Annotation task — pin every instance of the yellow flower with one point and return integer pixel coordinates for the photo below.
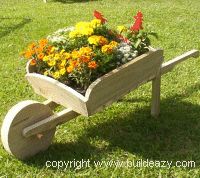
(62, 51)
(51, 62)
(46, 58)
(62, 71)
(57, 57)
(63, 63)
(85, 51)
(121, 28)
(70, 69)
(97, 40)
(75, 54)
(95, 23)
(106, 49)
(67, 55)
(113, 44)
(52, 49)
(73, 34)
(56, 75)
(46, 73)
(93, 40)
(81, 29)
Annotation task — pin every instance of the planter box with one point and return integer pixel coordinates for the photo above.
(103, 91)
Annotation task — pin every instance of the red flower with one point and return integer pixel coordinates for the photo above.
(138, 22)
(99, 16)
(122, 38)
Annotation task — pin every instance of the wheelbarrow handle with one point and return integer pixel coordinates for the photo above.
(169, 65)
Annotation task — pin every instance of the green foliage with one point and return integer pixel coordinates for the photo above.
(124, 130)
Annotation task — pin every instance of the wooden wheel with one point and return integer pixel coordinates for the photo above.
(20, 116)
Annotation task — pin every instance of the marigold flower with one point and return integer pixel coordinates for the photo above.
(70, 69)
(67, 55)
(31, 46)
(51, 62)
(138, 22)
(46, 73)
(95, 23)
(107, 49)
(92, 65)
(97, 40)
(100, 16)
(33, 62)
(85, 58)
(121, 28)
(40, 56)
(62, 71)
(85, 51)
(113, 44)
(75, 54)
(43, 42)
(28, 54)
(56, 75)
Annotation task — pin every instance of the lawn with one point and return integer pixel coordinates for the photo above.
(125, 130)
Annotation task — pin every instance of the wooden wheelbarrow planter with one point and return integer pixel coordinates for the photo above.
(29, 126)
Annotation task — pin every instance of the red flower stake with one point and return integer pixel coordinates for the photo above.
(100, 16)
(138, 22)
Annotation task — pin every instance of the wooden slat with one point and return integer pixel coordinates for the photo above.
(55, 91)
(121, 81)
(155, 103)
(51, 104)
(50, 122)
(168, 66)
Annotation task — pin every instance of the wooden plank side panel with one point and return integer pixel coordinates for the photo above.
(57, 92)
(119, 82)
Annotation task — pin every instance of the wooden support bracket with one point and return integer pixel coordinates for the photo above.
(50, 122)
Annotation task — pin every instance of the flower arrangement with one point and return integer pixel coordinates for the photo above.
(78, 55)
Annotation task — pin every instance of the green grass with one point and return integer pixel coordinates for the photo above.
(124, 130)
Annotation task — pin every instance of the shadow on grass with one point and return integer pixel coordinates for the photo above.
(73, 1)
(6, 29)
(174, 136)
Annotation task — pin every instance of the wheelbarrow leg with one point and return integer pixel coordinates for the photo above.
(155, 103)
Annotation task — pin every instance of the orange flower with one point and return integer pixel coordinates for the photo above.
(43, 42)
(39, 49)
(40, 56)
(85, 58)
(92, 65)
(70, 69)
(28, 54)
(33, 62)
(74, 63)
(31, 46)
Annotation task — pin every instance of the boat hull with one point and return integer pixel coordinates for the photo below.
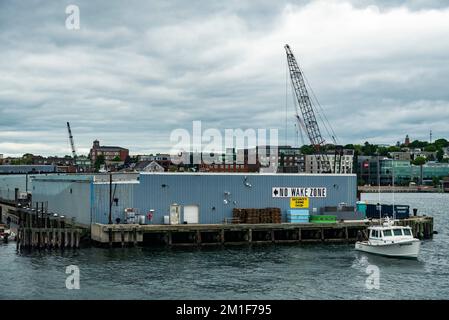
(406, 249)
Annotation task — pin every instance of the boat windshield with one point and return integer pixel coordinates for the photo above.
(387, 233)
(407, 232)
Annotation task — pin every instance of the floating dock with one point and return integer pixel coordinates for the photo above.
(237, 234)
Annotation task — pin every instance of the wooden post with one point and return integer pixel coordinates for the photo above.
(59, 238)
(53, 238)
(169, 238)
(77, 237)
(198, 237)
(66, 238)
(110, 237)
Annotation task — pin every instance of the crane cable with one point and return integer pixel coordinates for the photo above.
(321, 111)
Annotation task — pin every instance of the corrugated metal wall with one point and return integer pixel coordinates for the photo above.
(158, 191)
(122, 191)
(66, 195)
(9, 182)
(78, 196)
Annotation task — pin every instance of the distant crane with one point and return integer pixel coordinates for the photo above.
(72, 144)
(309, 121)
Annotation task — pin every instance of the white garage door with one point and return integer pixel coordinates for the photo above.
(191, 214)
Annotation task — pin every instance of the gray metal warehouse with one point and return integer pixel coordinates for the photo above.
(205, 198)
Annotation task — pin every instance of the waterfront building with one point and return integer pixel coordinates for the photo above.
(339, 163)
(207, 197)
(110, 153)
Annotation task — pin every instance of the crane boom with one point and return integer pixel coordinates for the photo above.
(72, 144)
(306, 109)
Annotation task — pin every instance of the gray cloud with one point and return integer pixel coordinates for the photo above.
(135, 71)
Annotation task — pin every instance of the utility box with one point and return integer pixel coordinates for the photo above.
(175, 211)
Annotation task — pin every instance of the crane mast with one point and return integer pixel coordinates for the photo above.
(308, 114)
(72, 144)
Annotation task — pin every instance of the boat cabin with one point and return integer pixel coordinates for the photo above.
(390, 233)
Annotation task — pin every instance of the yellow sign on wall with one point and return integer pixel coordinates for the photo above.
(299, 202)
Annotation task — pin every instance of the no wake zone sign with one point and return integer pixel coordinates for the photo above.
(288, 192)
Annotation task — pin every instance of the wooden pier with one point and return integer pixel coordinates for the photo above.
(237, 234)
(36, 228)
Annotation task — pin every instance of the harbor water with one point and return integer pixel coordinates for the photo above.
(325, 271)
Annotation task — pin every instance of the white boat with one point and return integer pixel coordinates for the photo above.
(391, 241)
(6, 234)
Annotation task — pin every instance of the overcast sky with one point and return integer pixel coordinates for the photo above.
(136, 70)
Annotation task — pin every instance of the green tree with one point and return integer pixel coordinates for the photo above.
(383, 151)
(418, 144)
(441, 143)
(419, 161)
(99, 162)
(440, 154)
(430, 148)
(394, 149)
(436, 181)
(369, 149)
(307, 149)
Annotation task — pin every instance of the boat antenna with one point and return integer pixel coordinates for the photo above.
(378, 189)
(392, 182)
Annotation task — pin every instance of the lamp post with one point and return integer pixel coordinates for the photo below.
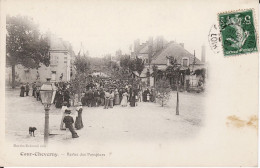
(47, 93)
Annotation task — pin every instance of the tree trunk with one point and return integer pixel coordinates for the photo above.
(13, 76)
(177, 106)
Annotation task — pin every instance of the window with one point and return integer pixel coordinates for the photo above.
(54, 60)
(185, 62)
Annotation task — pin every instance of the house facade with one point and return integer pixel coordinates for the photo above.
(60, 68)
(158, 53)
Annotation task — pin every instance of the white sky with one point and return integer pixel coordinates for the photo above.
(106, 26)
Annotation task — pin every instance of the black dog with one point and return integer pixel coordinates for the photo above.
(31, 130)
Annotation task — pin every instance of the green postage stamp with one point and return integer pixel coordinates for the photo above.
(238, 32)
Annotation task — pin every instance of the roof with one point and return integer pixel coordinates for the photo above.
(177, 51)
(144, 49)
(58, 44)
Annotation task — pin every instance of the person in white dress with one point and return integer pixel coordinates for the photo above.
(124, 99)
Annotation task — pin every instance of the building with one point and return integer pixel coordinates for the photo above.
(158, 53)
(60, 68)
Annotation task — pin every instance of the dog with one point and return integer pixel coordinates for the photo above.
(31, 130)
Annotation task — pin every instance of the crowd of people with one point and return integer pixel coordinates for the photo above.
(106, 93)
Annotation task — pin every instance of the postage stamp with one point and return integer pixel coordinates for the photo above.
(238, 32)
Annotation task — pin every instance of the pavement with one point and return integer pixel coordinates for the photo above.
(146, 122)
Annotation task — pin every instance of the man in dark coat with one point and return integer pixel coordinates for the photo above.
(90, 97)
(34, 89)
(68, 120)
(27, 88)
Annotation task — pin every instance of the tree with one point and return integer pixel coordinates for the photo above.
(174, 71)
(131, 65)
(163, 88)
(83, 69)
(25, 45)
(155, 73)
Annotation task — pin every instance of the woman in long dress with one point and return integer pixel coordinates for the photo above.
(132, 98)
(78, 122)
(22, 91)
(124, 99)
(117, 100)
(63, 109)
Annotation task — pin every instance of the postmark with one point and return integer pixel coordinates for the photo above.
(214, 39)
(238, 33)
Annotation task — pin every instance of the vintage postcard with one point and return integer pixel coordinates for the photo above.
(129, 83)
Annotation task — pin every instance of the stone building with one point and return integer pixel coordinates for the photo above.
(60, 68)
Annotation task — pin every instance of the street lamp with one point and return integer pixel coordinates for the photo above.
(47, 93)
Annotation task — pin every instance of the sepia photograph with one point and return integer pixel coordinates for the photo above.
(129, 83)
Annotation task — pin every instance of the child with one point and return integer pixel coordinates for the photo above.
(68, 120)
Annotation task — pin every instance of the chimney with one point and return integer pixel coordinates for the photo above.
(150, 53)
(203, 54)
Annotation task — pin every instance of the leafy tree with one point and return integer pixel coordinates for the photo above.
(83, 69)
(173, 71)
(163, 88)
(24, 44)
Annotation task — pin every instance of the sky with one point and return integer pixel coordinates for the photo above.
(106, 26)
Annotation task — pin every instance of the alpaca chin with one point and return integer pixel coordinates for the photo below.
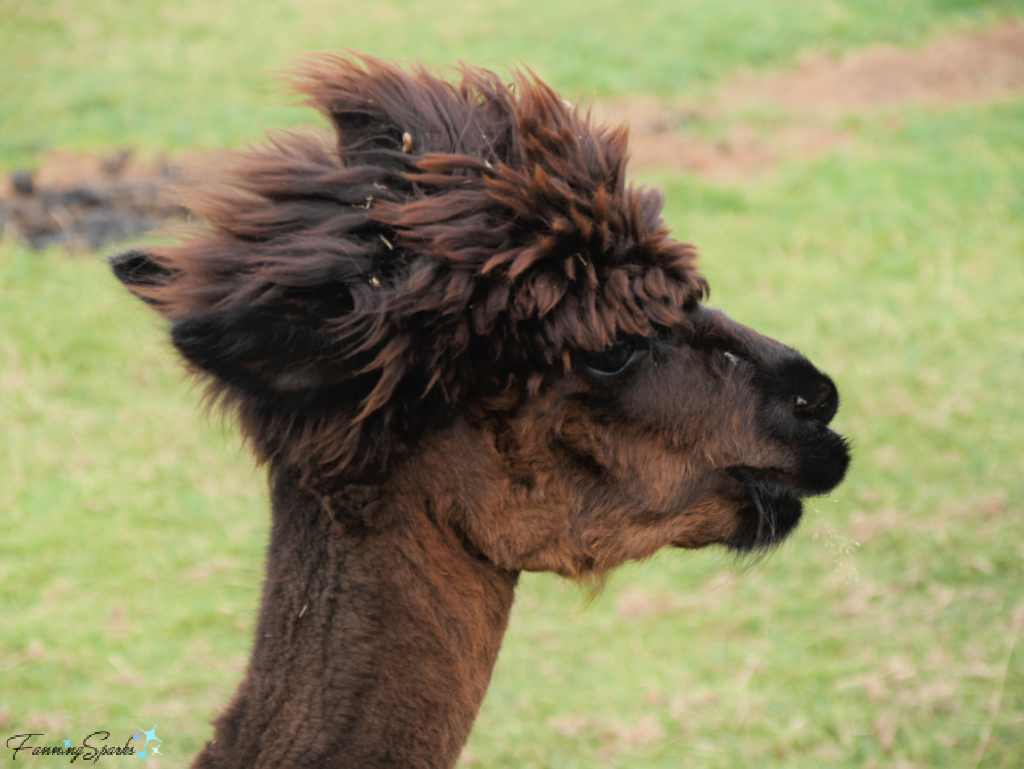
(773, 512)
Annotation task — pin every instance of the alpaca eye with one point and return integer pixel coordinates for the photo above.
(613, 358)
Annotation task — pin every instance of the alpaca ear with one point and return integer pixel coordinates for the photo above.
(138, 270)
(261, 353)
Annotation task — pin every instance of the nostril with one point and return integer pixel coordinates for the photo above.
(818, 401)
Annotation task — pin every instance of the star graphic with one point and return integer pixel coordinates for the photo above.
(152, 734)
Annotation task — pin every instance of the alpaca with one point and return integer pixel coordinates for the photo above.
(464, 347)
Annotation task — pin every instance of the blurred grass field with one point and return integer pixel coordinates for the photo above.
(886, 633)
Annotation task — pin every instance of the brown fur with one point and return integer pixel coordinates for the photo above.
(418, 328)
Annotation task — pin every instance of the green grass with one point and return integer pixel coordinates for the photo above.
(165, 76)
(132, 529)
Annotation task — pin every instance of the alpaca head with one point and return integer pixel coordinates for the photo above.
(462, 294)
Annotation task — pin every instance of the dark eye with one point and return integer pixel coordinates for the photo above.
(613, 358)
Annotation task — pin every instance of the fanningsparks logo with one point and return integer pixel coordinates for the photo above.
(90, 750)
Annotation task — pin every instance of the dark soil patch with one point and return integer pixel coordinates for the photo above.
(86, 202)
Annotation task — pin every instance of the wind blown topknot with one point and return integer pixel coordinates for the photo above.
(459, 238)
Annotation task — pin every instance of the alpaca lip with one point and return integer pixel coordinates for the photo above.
(773, 512)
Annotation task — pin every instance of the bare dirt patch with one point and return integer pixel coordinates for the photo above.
(86, 201)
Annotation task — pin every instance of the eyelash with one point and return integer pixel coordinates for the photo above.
(614, 358)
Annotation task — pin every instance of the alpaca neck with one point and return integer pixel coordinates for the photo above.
(375, 643)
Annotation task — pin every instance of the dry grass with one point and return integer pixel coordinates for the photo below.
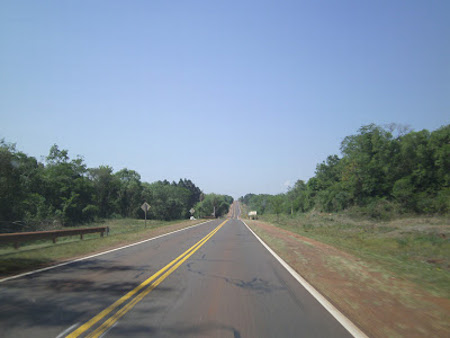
(415, 248)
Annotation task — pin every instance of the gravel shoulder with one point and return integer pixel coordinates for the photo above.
(379, 302)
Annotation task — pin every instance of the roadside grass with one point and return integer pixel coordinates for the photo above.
(414, 248)
(43, 253)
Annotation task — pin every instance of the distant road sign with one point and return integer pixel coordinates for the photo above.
(145, 207)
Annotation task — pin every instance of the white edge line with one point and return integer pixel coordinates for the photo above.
(344, 321)
(66, 331)
(98, 254)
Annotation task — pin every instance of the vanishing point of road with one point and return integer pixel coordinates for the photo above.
(211, 280)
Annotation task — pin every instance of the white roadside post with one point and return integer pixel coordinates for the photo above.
(145, 207)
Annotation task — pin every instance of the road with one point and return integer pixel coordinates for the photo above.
(212, 280)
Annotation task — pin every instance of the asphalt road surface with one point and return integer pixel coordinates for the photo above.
(213, 280)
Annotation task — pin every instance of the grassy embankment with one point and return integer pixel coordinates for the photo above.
(415, 248)
(392, 279)
(44, 253)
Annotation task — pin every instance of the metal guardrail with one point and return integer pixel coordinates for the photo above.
(19, 237)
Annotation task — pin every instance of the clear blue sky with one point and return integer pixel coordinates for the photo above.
(239, 96)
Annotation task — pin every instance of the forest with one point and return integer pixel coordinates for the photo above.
(64, 191)
(382, 171)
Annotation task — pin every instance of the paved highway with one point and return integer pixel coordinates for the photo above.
(212, 280)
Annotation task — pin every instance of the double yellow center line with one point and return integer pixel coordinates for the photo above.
(117, 309)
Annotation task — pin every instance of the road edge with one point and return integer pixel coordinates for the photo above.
(96, 255)
(344, 321)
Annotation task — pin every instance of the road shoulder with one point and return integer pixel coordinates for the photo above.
(376, 301)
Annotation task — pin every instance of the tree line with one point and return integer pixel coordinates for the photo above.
(377, 174)
(66, 191)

### Work required
Exact copies of the lines from the one holding "Annotation task — pin every instance of the road shoulder" to the end of the entries are all that should be written.

### The answer
Annotation task — pin every instance of the road shoulder with one point and return integer pixel coordinates for the photo above.
(376, 301)
Annotation task — pin every instance of the tree line with one point and return integer pixel coordinates for the photo above.
(377, 174)
(66, 191)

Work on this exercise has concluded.